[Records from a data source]
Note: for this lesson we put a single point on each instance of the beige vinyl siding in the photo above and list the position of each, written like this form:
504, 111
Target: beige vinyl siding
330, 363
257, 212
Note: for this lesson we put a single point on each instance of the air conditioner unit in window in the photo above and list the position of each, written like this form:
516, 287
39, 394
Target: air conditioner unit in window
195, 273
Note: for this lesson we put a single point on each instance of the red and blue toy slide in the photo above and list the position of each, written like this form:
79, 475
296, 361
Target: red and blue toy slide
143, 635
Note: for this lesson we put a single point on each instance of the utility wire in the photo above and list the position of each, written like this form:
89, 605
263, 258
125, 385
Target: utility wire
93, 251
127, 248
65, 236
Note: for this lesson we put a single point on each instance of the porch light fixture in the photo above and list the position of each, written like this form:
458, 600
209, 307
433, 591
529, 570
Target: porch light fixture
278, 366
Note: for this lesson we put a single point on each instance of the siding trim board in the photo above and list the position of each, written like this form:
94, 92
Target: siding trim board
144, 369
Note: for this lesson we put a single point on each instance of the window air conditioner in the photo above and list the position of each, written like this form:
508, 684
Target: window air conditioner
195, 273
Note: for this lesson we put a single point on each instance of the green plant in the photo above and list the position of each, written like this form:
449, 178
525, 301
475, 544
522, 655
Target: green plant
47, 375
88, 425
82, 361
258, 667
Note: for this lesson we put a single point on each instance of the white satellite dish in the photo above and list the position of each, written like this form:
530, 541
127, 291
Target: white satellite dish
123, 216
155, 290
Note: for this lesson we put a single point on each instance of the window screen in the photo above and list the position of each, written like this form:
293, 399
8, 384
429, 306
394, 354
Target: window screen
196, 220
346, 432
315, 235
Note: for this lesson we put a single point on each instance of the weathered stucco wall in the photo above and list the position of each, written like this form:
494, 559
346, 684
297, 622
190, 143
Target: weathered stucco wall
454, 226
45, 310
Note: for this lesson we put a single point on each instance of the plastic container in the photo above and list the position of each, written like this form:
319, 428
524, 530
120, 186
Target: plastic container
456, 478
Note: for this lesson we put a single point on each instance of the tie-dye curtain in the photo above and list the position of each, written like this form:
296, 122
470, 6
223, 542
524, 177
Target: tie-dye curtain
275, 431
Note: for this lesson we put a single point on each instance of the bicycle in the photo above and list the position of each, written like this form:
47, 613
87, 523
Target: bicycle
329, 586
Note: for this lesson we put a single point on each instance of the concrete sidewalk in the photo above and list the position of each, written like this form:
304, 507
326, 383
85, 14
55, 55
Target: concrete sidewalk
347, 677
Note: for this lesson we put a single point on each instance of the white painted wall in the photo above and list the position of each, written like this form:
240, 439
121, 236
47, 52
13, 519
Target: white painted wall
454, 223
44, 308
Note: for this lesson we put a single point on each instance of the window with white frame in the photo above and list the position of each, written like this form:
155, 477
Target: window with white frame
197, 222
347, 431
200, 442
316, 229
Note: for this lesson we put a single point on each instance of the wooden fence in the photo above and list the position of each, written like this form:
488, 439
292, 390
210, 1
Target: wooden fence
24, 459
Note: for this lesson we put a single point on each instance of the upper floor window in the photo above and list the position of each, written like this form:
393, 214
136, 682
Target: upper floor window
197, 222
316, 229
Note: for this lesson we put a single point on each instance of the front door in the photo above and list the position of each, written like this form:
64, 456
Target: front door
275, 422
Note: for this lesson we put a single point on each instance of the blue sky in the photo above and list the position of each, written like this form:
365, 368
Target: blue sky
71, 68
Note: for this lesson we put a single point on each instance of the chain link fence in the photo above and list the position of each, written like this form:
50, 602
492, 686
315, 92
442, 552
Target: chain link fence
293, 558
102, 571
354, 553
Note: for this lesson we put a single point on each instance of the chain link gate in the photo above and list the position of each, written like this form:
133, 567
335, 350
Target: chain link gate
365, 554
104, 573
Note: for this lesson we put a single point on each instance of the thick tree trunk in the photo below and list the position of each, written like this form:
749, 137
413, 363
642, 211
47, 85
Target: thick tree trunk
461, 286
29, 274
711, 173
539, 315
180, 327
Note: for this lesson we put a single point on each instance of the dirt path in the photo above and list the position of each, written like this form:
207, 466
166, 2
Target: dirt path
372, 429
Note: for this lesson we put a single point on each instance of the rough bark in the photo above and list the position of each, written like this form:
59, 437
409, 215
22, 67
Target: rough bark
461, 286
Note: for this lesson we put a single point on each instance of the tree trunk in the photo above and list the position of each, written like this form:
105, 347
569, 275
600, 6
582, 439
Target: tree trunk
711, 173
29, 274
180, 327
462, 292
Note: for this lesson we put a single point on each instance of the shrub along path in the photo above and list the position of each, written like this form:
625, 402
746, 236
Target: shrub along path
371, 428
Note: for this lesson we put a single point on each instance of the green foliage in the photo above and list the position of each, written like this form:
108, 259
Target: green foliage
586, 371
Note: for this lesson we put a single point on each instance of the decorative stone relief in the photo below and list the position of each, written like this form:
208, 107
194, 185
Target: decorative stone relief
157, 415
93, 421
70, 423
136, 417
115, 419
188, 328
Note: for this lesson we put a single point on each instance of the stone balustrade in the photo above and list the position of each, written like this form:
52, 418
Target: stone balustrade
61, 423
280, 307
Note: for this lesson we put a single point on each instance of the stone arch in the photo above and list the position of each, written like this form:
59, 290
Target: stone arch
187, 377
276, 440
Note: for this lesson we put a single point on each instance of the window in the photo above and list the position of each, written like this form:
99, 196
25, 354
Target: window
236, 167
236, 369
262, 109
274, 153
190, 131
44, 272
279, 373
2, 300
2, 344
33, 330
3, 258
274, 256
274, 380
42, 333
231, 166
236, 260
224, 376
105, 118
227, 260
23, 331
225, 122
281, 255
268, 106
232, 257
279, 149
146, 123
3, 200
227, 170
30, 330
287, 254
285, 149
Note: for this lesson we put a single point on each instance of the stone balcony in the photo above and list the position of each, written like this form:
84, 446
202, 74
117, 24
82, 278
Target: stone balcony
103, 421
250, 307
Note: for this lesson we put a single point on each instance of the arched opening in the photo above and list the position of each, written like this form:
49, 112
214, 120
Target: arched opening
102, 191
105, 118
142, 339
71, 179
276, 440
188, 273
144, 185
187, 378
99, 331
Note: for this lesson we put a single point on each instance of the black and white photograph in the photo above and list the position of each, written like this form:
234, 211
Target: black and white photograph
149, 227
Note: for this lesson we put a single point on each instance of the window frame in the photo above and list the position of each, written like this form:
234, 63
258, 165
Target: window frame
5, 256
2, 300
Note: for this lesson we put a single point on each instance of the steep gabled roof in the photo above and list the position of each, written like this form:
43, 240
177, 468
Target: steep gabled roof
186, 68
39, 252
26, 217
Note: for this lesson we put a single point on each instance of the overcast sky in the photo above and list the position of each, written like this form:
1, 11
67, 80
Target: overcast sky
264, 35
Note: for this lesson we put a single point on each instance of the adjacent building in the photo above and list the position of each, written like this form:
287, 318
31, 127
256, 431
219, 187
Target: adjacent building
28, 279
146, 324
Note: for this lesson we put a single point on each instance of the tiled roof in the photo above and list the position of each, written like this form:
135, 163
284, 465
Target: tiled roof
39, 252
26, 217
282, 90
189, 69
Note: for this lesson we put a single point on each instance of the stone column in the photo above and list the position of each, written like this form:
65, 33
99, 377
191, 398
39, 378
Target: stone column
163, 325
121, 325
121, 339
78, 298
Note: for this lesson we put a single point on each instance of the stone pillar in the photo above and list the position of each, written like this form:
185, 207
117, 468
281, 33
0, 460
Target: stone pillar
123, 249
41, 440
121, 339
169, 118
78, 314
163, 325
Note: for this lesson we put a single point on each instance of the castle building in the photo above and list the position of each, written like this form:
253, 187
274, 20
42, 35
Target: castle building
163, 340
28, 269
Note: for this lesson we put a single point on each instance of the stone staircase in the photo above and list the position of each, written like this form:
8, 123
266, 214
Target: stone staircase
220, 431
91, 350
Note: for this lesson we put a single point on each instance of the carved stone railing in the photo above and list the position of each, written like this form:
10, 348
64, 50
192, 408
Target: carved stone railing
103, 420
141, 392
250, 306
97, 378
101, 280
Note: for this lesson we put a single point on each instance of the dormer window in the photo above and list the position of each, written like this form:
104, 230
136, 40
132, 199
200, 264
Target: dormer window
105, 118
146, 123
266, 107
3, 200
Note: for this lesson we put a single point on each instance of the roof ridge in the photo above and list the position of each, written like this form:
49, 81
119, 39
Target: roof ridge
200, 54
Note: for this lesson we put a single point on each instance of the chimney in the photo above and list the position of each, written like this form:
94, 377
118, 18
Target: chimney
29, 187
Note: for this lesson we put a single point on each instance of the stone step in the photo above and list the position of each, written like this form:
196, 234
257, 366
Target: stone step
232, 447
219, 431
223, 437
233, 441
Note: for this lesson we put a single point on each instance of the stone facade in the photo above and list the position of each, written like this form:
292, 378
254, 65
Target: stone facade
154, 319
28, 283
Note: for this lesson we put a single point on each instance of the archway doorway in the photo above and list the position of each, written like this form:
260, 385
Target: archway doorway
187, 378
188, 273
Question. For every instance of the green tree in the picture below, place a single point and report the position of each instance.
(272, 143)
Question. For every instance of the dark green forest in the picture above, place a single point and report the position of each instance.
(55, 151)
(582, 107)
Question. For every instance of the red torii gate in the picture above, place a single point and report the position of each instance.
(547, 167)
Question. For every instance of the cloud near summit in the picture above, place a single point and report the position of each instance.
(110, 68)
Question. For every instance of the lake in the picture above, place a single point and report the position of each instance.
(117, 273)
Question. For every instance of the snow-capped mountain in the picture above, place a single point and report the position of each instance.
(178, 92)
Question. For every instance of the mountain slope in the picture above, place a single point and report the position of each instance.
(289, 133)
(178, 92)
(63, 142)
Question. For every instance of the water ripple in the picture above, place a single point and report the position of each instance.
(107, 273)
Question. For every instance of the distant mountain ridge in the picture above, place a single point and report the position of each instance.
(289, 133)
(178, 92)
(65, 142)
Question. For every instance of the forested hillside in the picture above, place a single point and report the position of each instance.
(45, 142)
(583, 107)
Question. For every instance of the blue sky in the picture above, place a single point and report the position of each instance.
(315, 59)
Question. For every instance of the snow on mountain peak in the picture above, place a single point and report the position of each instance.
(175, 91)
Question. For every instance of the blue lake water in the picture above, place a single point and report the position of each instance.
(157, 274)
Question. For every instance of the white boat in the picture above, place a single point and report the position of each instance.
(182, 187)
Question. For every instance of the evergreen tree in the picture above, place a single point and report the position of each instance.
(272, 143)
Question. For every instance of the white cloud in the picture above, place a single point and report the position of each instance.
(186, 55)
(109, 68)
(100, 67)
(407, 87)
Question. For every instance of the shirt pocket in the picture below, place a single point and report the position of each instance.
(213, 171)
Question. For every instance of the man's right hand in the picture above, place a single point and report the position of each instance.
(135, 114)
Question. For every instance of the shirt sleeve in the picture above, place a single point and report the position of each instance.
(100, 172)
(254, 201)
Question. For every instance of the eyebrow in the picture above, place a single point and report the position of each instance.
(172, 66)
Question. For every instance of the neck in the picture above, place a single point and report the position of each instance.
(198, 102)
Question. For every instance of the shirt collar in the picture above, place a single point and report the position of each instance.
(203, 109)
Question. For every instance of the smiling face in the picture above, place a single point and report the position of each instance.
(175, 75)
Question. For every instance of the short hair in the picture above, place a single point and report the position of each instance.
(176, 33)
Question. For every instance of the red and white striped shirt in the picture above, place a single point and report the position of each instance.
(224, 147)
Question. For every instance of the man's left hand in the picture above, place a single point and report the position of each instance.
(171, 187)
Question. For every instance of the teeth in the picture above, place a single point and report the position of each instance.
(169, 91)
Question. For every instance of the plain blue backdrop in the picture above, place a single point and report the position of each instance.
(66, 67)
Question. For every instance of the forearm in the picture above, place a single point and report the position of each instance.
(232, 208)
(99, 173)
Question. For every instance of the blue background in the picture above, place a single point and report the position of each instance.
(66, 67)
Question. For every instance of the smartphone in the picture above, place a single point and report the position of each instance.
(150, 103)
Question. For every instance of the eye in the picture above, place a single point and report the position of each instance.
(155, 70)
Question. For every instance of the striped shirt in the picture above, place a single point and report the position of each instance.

Task goal:
Reproduce exactly the section above that begins at the line containing "Target: shrub along path" and ends at the line containing "the stone arch", leaving out all other lines.

Result of the exercise:
Target: shrub along path
371, 428
Note: for this lesson we put a single point on each instance of the green foliage in the photo above and list the position of each, written like this form:
108, 259
Target: green foliage
586, 371
Note: for this lesson we put a single point on each instance of the decorative stone relief in the photo below and list the position of each, written like this form:
208, 107
194, 185
Target: decorative stone relief
157, 415
93, 421
70, 423
136, 417
115, 419
188, 328
Note: for this lesson we put a single point on each instance of the stone balustrade in the photo above and list the position of each, written like this form:
52, 418
Target: stone balustrade
61, 423
280, 307
Note: for this lesson we put a single point on each instance of the stone arch in the photo above and list the position of each, written like this form:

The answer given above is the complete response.